Reproduce the part of the records that opens with the line containing "form [(261, 38)]." and closes at the end of the records, swapping "umbrella" for "parasol" and leaving everything else unchanged.
-- start of Records to use --
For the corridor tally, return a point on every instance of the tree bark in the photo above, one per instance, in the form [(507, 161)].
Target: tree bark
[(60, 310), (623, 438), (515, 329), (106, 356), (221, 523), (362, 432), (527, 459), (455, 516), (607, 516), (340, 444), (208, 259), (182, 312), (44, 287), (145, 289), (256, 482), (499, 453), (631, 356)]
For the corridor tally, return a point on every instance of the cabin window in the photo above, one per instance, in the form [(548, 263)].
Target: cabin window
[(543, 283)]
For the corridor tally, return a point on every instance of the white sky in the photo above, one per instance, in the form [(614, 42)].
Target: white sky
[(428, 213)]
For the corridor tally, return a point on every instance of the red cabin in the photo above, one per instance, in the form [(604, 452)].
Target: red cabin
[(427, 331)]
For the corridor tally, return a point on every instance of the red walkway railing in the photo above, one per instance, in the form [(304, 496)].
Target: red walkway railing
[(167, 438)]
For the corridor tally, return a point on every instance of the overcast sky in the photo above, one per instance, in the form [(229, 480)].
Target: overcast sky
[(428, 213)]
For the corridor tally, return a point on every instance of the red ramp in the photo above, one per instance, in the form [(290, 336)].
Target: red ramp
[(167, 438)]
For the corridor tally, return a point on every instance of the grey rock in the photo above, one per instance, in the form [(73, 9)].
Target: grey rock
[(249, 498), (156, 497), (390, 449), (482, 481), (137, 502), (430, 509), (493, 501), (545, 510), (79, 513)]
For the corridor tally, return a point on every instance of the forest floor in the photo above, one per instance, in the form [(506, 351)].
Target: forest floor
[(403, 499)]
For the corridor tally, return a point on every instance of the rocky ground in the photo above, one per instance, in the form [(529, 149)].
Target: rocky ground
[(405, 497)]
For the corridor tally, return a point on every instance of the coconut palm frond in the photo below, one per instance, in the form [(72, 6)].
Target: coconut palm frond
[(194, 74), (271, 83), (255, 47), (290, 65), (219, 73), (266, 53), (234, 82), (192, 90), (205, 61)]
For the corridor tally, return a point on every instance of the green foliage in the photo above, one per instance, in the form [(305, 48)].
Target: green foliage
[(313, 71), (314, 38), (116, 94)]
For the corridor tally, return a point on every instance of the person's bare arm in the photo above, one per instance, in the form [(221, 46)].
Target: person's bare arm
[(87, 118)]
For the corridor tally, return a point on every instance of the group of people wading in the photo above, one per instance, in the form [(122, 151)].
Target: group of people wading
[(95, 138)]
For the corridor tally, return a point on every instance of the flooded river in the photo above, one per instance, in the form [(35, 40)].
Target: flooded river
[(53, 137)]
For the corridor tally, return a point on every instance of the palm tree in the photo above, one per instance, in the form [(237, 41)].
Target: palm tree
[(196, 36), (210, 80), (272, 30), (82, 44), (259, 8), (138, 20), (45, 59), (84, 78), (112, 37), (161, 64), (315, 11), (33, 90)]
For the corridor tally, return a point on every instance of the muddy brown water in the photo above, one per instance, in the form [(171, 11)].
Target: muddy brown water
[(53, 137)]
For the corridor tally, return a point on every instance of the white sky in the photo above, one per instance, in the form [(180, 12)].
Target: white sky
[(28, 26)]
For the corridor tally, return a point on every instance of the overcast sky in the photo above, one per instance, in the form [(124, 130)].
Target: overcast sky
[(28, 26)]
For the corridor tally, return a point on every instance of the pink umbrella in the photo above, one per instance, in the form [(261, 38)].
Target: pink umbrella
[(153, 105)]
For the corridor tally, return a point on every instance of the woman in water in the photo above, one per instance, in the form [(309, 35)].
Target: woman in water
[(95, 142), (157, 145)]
-- end of Records to use --
:: Response ::
For the corridor tally, return a point on every instance of the pink parasol in the photo above, one per instance, in the form [(261, 38)].
Target: pink parasol
[(153, 105)]
For the corridor tally, return a point on every instance of the woman in water in the photo above, one per instance, in the form [(309, 35)].
Target: woman in water
[(95, 142), (157, 145)]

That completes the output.